> **SET PROBLEM**
Reproduce the lines below, switching every "Return one point per instance" to "Mark each instance" and changing nothing else. Omit the pictures.

═══ MATERIAL SHOWN ═══

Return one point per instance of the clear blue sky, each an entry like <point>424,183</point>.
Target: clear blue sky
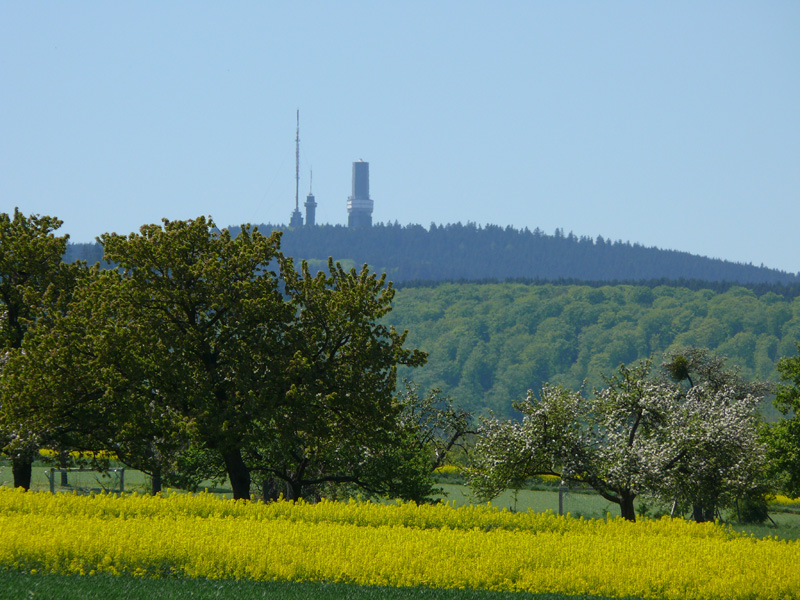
<point>672,124</point>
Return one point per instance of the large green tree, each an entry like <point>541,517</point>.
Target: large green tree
<point>340,422</point>
<point>32,279</point>
<point>784,436</point>
<point>200,344</point>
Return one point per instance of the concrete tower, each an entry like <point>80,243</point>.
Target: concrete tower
<point>297,218</point>
<point>311,204</point>
<point>359,205</point>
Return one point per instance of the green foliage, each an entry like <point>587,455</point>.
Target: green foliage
<point>34,286</point>
<point>784,436</point>
<point>201,351</point>
<point>638,434</point>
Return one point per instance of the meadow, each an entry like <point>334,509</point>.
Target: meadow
<point>366,547</point>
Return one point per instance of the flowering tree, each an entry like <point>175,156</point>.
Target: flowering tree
<point>725,459</point>
<point>637,435</point>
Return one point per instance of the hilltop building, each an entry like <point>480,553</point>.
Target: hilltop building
<point>311,206</point>
<point>359,204</point>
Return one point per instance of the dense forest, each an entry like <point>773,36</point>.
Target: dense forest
<point>501,311</point>
<point>470,252</point>
<point>489,343</point>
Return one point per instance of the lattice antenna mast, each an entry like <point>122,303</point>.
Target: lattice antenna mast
<point>297,165</point>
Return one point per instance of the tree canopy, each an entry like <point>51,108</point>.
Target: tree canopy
<point>636,435</point>
<point>200,342</point>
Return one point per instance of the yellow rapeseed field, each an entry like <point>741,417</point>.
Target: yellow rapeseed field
<point>396,545</point>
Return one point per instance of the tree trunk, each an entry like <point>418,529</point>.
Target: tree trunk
<point>238,473</point>
<point>294,490</point>
<point>626,508</point>
<point>701,513</point>
<point>63,464</point>
<point>22,469</point>
<point>271,489</point>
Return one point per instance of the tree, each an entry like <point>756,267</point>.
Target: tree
<point>83,381</point>
<point>614,442</point>
<point>637,435</point>
<point>727,461</point>
<point>201,346</point>
<point>31,279</point>
<point>784,436</point>
<point>340,424</point>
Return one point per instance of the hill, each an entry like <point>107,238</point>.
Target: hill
<point>470,252</point>
<point>489,343</point>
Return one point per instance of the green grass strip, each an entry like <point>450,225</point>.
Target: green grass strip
<point>21,586</point>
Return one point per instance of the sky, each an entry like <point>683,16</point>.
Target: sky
<point>669,124</point>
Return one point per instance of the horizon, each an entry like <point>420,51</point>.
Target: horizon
<point>672,125</point>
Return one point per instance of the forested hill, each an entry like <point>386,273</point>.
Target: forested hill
<point>469,252</point>
<point>488,344</point>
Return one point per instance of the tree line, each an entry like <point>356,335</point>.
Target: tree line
<point>205,355</point>
<point>488,343</point>
<point>470,252</point>
<point>201,354</point>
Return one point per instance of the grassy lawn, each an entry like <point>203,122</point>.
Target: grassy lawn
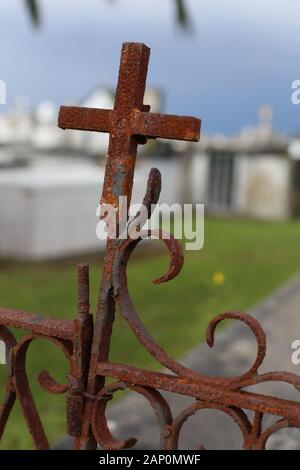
<point>254,258</point>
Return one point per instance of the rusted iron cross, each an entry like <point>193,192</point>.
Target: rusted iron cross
<point>86,344</point>
<point>128,124</point>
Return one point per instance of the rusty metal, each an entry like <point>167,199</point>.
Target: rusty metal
<point>86,343</point>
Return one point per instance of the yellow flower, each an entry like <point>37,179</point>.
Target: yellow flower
<point>218,278</point>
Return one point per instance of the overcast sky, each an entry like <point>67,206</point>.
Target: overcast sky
<point>239,56</point>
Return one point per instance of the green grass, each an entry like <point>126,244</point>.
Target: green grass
<point>254,257</point>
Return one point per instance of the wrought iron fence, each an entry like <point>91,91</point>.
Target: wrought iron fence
<point>86,343</point>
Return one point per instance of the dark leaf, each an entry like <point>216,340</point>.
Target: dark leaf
<point>34,12</point>
<point>183,18</point>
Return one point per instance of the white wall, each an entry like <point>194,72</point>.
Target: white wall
<point>263,186</point>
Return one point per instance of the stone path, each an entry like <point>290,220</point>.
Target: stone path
<point>232,354</point>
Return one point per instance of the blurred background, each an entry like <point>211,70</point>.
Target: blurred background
<point>231,64</point>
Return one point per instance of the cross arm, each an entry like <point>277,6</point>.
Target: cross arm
<point>167,126</point>
<point>88,119</point>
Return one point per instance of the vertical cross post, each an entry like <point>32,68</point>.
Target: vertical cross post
<point>129,123</point>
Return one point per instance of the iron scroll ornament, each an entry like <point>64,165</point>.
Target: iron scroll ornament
<point>86,341</point>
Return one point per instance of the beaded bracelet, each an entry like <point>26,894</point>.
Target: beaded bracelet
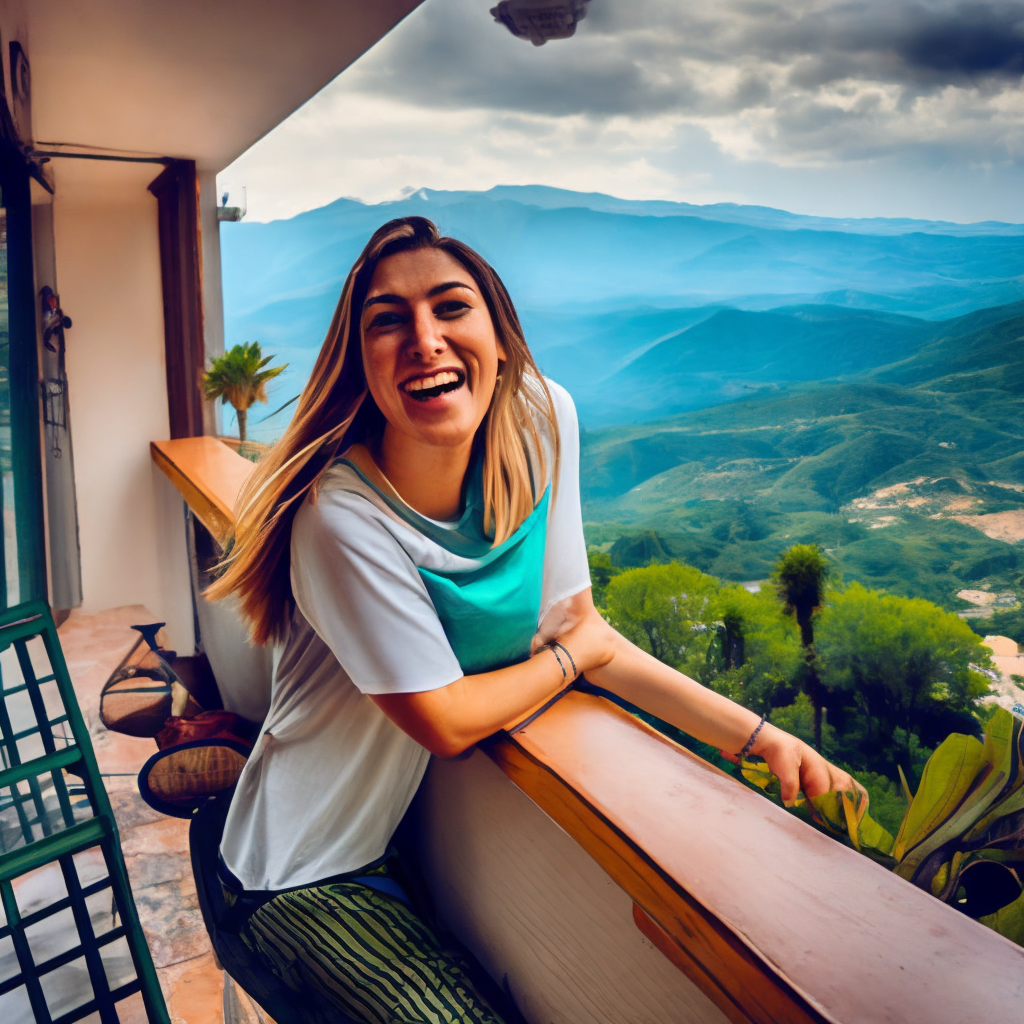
<point>548,646</point>
<point>754,735</point>
<point>565,650</point>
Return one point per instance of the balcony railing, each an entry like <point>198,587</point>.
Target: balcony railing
<point>609,875</point>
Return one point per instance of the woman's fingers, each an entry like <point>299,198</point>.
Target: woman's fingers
<point>815,777</point>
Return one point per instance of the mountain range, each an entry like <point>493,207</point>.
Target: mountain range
<point>601,283</point>
<point>745,378</point>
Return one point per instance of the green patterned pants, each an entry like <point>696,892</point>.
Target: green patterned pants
<point>351,953</point>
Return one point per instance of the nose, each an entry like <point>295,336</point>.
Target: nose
<point>426,336</point>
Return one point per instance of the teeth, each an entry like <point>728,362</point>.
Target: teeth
<point>423,383</point>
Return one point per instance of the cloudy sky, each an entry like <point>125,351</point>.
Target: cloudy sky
<point>865,108</point>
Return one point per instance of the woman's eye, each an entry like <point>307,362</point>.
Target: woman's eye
<point>453,307</point>
<point>383,320</point>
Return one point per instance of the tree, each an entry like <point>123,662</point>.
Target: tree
<point>667,610</point>
<point>910,667</point>
<point>758,653</point>
<point>800,580</point>
<point>239,377</point>
<point>601,572</point>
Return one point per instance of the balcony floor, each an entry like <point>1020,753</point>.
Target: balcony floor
<point>156,847</point>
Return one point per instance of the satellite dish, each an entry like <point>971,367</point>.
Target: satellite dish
<point>540,20</point>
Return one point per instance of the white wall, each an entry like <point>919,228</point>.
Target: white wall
<point>130,519</point>
<point>213,299</point>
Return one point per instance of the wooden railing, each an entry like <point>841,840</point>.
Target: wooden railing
<point>771,921</point>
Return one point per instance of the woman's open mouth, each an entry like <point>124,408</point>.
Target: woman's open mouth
<point>425,388</point>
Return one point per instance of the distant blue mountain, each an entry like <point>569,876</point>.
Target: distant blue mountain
<point>645,308</point>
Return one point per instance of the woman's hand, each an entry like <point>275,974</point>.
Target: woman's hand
<point>798,766</point>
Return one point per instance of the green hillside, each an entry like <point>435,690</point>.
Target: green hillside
<point>875,470</point>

═══

> **RESULT OF THIS TASK**
Mark each instance of the clear blue sky, each an entry like <point>424,183</point>.
Target: clear blue sky
<point>672,124</point>
Mark each instance of the large green tree, each an entry like <point>541,517</point>.
Target: large green tree
<point>340,422</point>
<point>32,279</point>
<point>784,436</point>
<point>200,344</point>
Mark each instance of the concrete tower, each an entry like <point>80,243</point>.
Target: concrete tower
<point>297,218</point>
<point>311,204</point>
<point>359,205</point>
Mark each instance of the green foliage, each an entry like <point>587,455</point>.
Target: green foliage
<point>34,286</point>
<point>784,436</point>
<point>201,351</point>
<point>638,434</point>
Mark each instance of the meadow, each an entry like <point>334,509</point>.
Target: meadow
<point>366,547</point>
Mark each instance of the flowering tree, each an entry like <point>175,156</point>.
Target: flowering tree
<point>725,459</point>
<point>637,435</point>
Mark each instance of the hilltop building, each an entry like <point>480,553</point>.
Target: hilltop building
<point>311,206</point>
<point>359,204</point>
Mark each instance of the dense forest, each an entry like <point>773,36</point>.
Target: dense forest
<point>501,311</point>
<point>470,252</point>
<point>489,343</point>
Mark each instance of the lattice antenna mast, each an entry like <point>122,303</point>.
Target: lattice antenna mast
<point>297,165</point>
Mark each instance of the tree canopy, each an entry like <point>51,108</point>.
Target: tree canopy
<point>636,435</point>
<point>200,342</point>
Mark each instance of the yellow rapeseed field, each an entry like <point>741,417</point>.
Target: yellow rapeseed field
<point>396,545</point>
Mark each instance of the tree trunk, each an entry like <point>418,529</point>.
Target: tree trunk
<point>238,473</point>
<point>294,490</point>
<point>626,508</point>
<point>701,513</point>
<point>63,464</point>
<point>22,469</point>
<point>271,489</point>
Mark each instance of the tree, each an entry like <point>756,267</point>.
Target: tree
<point>83,381</point>
<point>614,442</point>
<point>637,435</point>
<point>727,461</point>
<point>201,346</point>
<point>31,279</point>
<point>784,436</point>
<point>340,424</point>
Mark each instance of the hill, each an entry like <point>107,238</point>.
Target: hill
<point>470,252</point>
<point>489,343</point>
Mark each instance of the green grass strip, each an entry like <point>450,225</point>.
Target: green grass strip
<point>21,586</point>
Mark each instance of the sky, each an entry like <point>683,16</point>.
Target: sky
<point>669,124</point>
Mark each instance of the horizon, each an entry like <point>420,51</point>.
Target: horizon
<point>672,125</point>
Mark each instance of the forested hill, each an entry like <point>386,273</point>.
Target: forested hill
<point>469,252</point>
<point>488,344</point>
Mark each instance of the tree line, each an entry like <point>356,335</point>.
Target: tree line
<point>205,355</point>
<point>488,343</point>
<point>470,252</point>
<point>201,354</point>
Mark each instance of the grassy lawn, each an entry like <point>203,122</point>.
Target: grassy lawn
<point>254,258</point>
Mark each instance of the rusted iron cross, each an entry like <point>193,192</point>.
Target: rusted iron cross
<point>86,344</point>
<point>128,124</point>
Mark each instance of the rusty metal, each an entry like <point>167,199</point>.
Target: rusty metal
<point>86,343</point>
Mark each instance of the yellow flower, each an entry like <point>37,179</point>.
Target: yellow flower
<point>218,278</point>
Mark each instance of the overcast sky, each an entry like <point>67,206</point>.
Target: overcast sky
<point>239,56</point>
Mark each instance of the green grass, each an entry like <point>126,244</point>.
Target: green grass
<point>254,257</point>
Mark each instance of the wrought iron fence, each an entry like <point>91,91</point>.
Target: wrought iron fence
<point>86,343</point>
Mark each instance of the dark leaf, each an entry like <point>216,340</point>.
Target: dark leaf
<point>34,12</point>
<point>183,18</point>
Mark each instance of the white wall, each an entry like <point>194,72</point>.
Target: white wall
<point>263,186</point>
Mark each instance of the stone path, each an entry like <point>290,220</point>.
Target: stone path
<point>232,354</point>
Mark each instance of the blurred background, each an entry like <point>211,70</point>.
Target: blurred background
<point>231,64</point>
Mark each instance of the cross arm, each an entry like <point>277,6</point>.
Target: cross arm
<point>167,126</point>
<point>88,119</point>
Mark each instance of the vertical cross post, each an entry like <point>32,68</point>.
Target: vertical cross post
<point>129,123</point>
Mark each instance of the iron scroll ornament, each an entry like <point>64,165</point>.
Target: iron scroll ornament
<point>86,341</point>
Mark each instance of the beaded bracelet, each an entry like <point>26,894</point>.
Target: beaded bracelet
<point>548,646</point>
<point>754,735</point>
<point>565,650</point>
Mark each instance of the balcony railing, each an entry like <point>198,587</point>.
Target: balcony railing
<point>609,875</point>
Mark each instance of the woman's fingers, each an entry like <point>299,198</point>.
Target: woman's fingers
<point>815,777</point>
Mark each instance of the mountain range, each an entry like <point>493,207</point>.
Target: mountain range
<point>601,283</point>
<point>745,378</point>
Mark each instance of the green patterned pants, each an entry like <point>696,892</point>.
Target: green patterned pants
<point>351,953</point>
Mark each instance of the nose, each an entry like <point>295,336</point>.
Target: nose
<point>426,336</point>
Mark each instance of the teeth, each an entry like <point>728,362</point>.
Target: teeth
<point>423,383</point>
Mark each instance of the cloudy sky, each an entry like <point>125,351</point>.
Target: cloudy sky
<point>865,108</point>
Mark each instance of the woman's eye, each an entry like <point>307,362</point>.
Target: woman's eye
<point>453,307</point>
<point>383,320</point>
Mark each instance of the tree, each an entry like <point>123,662</point>.
Target: tree
<point>667,610</point>
<point>910,667</point>
<point>758,653</point>
<point>800,580</point>
<point>239,377</point>
<point>601,572</point>
Mark each instance of the balcony floor, each an entry like <point>1020,753</point>.
Target: balcony floor
<point>156,847</point>
Mark each instance of the satellite dish, each an entry like <point>971,367</point>.
Target: satellite dish
<point>540,20</point>
Mark each instance of the white wall, each an entry like <point>919,228</point>.
Target: white wall
<point>130,519</point>
<point>213,299</point>
Mark each instance of the wooden railing, each an entry like <point>841,840</point>.
Target: wooden railing
<point>771,921</point>
Mark each instance of the woman's open mouth, each an entry like <point>124,408</point>.
Target: woman's open mouth
<point>425,388</point>
Mark each instance of the distant blue mountain, each an entry like <point>569,876</point>.
Target: distant blue mountain
<point>645,308</point>
Mark each instance of the woman's hand, each an entry like <point>275,974</point>.
Target: woman's hand
<point>798,766</point>
Mark each instance of the green hillside, each an entry like <point>435,690</point>.
Target: green hillside
<point>875,470</point>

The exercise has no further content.